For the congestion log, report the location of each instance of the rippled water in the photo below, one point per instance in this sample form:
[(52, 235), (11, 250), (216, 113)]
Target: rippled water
##############################
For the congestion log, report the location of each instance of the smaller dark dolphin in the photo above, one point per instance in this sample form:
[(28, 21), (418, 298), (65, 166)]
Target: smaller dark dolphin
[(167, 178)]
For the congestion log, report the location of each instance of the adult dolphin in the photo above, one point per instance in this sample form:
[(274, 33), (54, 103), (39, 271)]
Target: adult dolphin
##############################
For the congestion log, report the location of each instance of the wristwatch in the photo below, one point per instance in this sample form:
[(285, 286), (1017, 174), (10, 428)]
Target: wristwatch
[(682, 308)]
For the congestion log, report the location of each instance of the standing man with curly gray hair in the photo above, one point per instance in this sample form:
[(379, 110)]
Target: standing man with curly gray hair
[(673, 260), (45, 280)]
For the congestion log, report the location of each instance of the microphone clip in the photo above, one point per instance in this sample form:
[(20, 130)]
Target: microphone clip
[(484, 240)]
##############################
:: Tarefa proposta ::
Troque "congestion log" por "traffic log" em tudo o que vai da linha que contém "of the smaller" até a linha que contém "Target: adult dolphin", incluídas as duas. Reproduza somente esse trecho, sem nenhuma outra alteração.

:: Resposta completa ::
For the traffic log, report the location of each instance of the smaller dark dolphin in the photo above, one point per instance in this sample form:
[(28, 21), (418, 298), (65, 166)]
Target: smaller dark dolphin
[(167, 178)]
For the traffic log, report the location of each instance of the adult dolphin in the photo above, one point per instance in this sample form:
[(274, 33), (54, 103), (39, 271)]
Target: adult dolphin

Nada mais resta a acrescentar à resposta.